And I said look it is really interesting, you are wanting to spend let’s say a million dollars to make an ad and put it on air to tell people what they already know, because the newspaper is part of the society and every day when people listen to other media like radio and television, those journalists will often refer to that newspaper, your own journalists are talking in all sorts of media outlets.
Don’t you think that the brand actually exists by people’s perceptions from all of those touch points? And you want to do a tiny little drop in the ocean called advertising to somehow change that. It’s like having the tsunami coming at you and you getting a bucket of water and trying to throw it against it to make it change direction.
Erik:
Exactly, and this was the realisation I had after more than twenty years in advertising, that we are making incremental changes to something that we could actually make huge impact on. You know creativity is an amazing thing, if you apply it right and if you apply it to the right place and people at the right time.
Take a brand like Samsung, they are spending billions and billions on advertising. They’ve got great products, don’t get me wrong. Then you take a brand like Apple, and I don’t want to be the typical Apple lover, but I am, so I might as well own up to it, but they build these stores which gives people a great opportunity to come in and have that brand experience. Not in a fake way but in a real way, you get to touch the products and get that community feel. You get everything right by having something old fashioned like mainstream retail.
Darren:
But they also do such a good job with the staff as well. I mean the whole experience from the time you walk through the door is part of the Apple brand experience because the way you interacted.
I remember going into an Apple store in the US and I purchased something and the guy as soon as he swiped my card he goes, Oh, Darren, I see here… he had everything about me and as soon as he could identify me as a person, it was all there, everything I had ever purchased through Apple.

#### [CHALLENGES]
(a) In the interview on brand experience, how long had Erik been in advertising when he came to his realization?
(b) Write the next part of the interview on brand experience, picking up right after its final sentence.

#### [INFORMATION GIVEN]

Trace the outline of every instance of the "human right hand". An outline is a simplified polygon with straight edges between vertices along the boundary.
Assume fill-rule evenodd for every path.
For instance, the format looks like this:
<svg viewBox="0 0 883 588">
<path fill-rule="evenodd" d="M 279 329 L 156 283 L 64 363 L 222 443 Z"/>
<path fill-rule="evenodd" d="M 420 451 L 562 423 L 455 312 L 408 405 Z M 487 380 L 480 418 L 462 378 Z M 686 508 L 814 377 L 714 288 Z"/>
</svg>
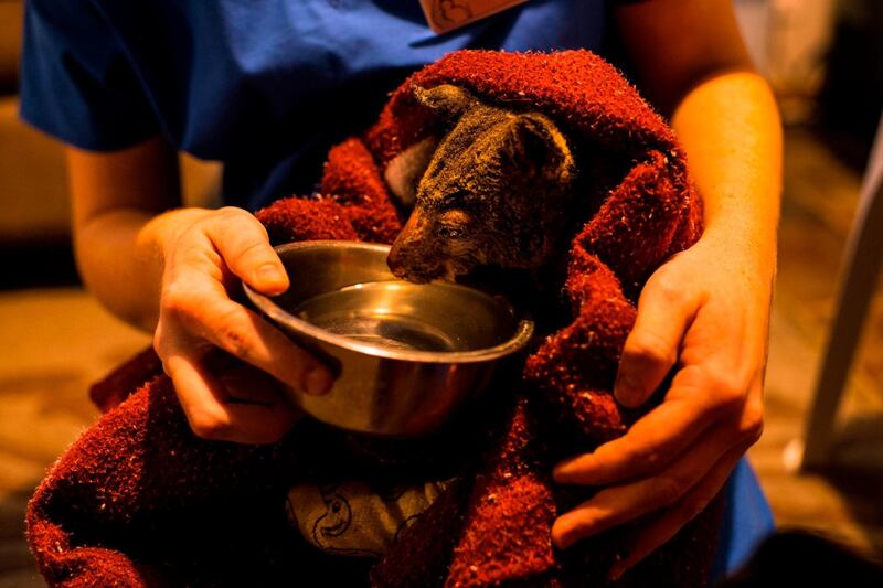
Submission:
<svg viewBox="0 0 883 588">
<path fill-rule="evenodd" d="M 153 346 L 198 436 L 277 441 L 298 418 L 284 386 L 323 394 L 333 376 L 231 299 L 240 280 L 267 296 L 288 289 L 288 276 L 263 225 L 232 206 L 167 214 L 178 213 L 187 221 L 160 244 L 164 269 Z M 241 361 L 231 362 L 225 354 Z"/>
</svg>

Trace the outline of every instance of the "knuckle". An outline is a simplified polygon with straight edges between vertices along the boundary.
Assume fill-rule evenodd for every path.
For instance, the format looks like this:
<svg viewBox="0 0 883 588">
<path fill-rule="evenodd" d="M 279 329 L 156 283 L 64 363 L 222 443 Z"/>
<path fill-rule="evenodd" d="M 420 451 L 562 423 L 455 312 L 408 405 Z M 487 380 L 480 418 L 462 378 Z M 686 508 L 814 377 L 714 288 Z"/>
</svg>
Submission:
<svg viewBox="0 0 883 588">
<path fill-rule="evenodd" d="M 219 316 L 215 332 L 220 345 L 233 355 L 242 357 L 248 351 L 251 345 L 249 332 L 236 309 L 225 311 Z"/>
<path fill-rule="evenodd" d="M 648 286 L 650 287 L 650 293 L 667 302 L 674 302 L 683 296 L 683 281 L 678 279 L 666 266 L 657 270 Z"/>
<path fill-rule="evenodd" d="M 160 310 L 174 317 L 190 314 L 194 304 L 194 292 L 179 281 L 172 281 L 162 289 Z"/>
<path fill-rule="evenodd" d="M 661 475 L 653 488 L 656 502 L 668 506 L 675 503 L 684 493 L 684 484 L 671 475 Z"/>
<path fill-rule="evenodd" d="M 662 453 L 655 447 L 640 447 L 634 450 L 634 456 L 630 459 L 636 463 L 641 472 L 657 471 L 664 463 Z"/>
<path fill-rule="evenodd" d="M 721 413 L 741 411 L 745 405 L 747 386 L 735 375 L 723 372 L 708 374 L 705 387 Z"/>
<path fill-rule="evenodd" d="M 190 428 L 196 437 L 210 441 L 224 440 L 230 432 L 230 421 L 208 411 L 190 415 Z"/>
<path fill-rule="evenodd" d="M 240 260 L 248 259 L 249 257 L 264 257 L 269 253 L 269 244 L 256 236 L 245 238 L 235 252 L 235 256 Z"/>
<path fill-rule="evenodd" d="M 641 363 L 674 363 L 674 351 L 659 335 L 649 331 L 636 332 L 624 350 L 624 359 Z"/>
</svg>

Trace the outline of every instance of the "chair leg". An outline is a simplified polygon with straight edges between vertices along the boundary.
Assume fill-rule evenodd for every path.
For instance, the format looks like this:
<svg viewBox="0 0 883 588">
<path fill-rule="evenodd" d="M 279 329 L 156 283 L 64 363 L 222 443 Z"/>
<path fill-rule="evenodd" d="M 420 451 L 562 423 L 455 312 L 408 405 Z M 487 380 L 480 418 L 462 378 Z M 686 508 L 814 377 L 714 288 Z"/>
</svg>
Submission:
<svg viewBox="0 0 883 588">
<path fill-rule="evenodd" d="M 876 290 L 883 259 L 883 118 L 877 127 L 861 201 L 843 256 L 841 291 L 804 435 L 801 468 L 831 461 L 833 428 L 847 377 Z"/>
</svg>

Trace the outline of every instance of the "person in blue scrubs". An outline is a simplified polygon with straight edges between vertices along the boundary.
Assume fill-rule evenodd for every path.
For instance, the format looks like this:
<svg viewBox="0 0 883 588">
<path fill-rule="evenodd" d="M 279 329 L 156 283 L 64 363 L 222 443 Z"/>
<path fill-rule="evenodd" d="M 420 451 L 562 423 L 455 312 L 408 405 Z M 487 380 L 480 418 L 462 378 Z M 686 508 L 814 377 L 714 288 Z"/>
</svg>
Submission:
<svg viewBox="0 0 883 588">
<path fill-rule="evenodd" d="M 604 54 L 615 38 L 670 116 L 706 231 L 650 278 L 624 350 L 617 399 L 642 404 L 674 368 L 664 402 L 623 438 L 558 464 L 561 483 L 613 489 L 564 513 L 552 538 L 566 548 L 642 516 L 619 574 L 727 479 L 733 503 L 757 507 L 731 512 L 740 524 L 725 527 L 721 569 L 769 530 L 741 459 L 762 430 L 781 137 L 730 0 L 531 0 L 442 35 L 417 0 L 30 0 L 25 25 L 21 116 L 68 146 L 85 284 L 155 332 L 196 435 L 251 443 L 297 419 L 279 383 L 323 394 L 332 375 L 228 296 L 238 280 L 267 295 L 289 284 L 249 211 L 309 193 L 328 147 L 449 51 Z M 228 206 L 181 207 L 177 150 L 223 162 Z M 227 402 L 205 366 L 214 349 L 254 372 L 251 402 Z"/>
</svg>

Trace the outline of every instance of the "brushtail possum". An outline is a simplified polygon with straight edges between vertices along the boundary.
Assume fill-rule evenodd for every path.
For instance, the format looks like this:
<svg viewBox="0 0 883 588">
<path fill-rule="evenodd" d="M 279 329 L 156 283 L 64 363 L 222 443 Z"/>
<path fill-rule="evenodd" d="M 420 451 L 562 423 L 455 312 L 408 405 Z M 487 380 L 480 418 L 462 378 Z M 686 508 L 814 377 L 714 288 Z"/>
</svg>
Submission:
<svg viewBox="0 0 883 588">
<path fill-rule="evenodd" d="M 415 96 L 450 130 L 416 184 L 413 212 L 387 258 L 392 272 L 427 282 L 480 265 L 546 263 L 565 232 L 576 179 L 555 124 L 540 113 L 483 104 L 453 85 L 415 88 Z"/>
</svg>

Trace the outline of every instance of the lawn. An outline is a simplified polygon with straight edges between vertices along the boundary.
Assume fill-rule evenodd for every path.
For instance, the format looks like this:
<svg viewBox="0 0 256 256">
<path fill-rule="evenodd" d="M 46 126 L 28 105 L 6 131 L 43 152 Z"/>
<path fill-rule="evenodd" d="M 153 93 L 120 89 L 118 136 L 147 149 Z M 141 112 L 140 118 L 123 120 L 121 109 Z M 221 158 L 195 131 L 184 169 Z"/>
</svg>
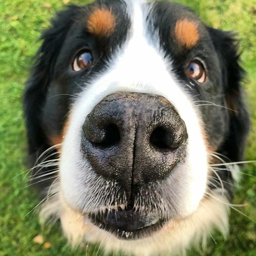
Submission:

#### [RESULTS]
(a) More than twenty years.

(b)
Erik:
That’s an interesting topic in itself because a lot of people talk about big data and collection of big data and use of big data but I say unless you combine that with that small data, that personalised data which goes way back to my direct marketing days. If you know about the customer use that information in a positive way. You get a positive experience out of it. It’s a better business model for the companies.
Darren:
Recognition. One of the great ways you can reward a client or customer is not actually giving them discounts but actually recognising them as being a loyal customer. One of the things that people crave is to be recognised for their contribution or for their loyalty and their commitment to a particular brand.
Erik:
I totally agree, I think discounting in some industries is like the base line now you know. Here in Singapore there’s a huge competition between Uber and Grab for the private hire car market. And Grab is now the market leader but they’ve done that through heavy discounting.
So where is the brand loyalty going to be when those discounts disappear when they run out of funding and all that? What’s the difference between the two services? That’s what they have to ask themselves and I think that’s not discounts.
Darren:
Any time you are buying loyalty someone else can buy it off you.
Erik:
Exactly.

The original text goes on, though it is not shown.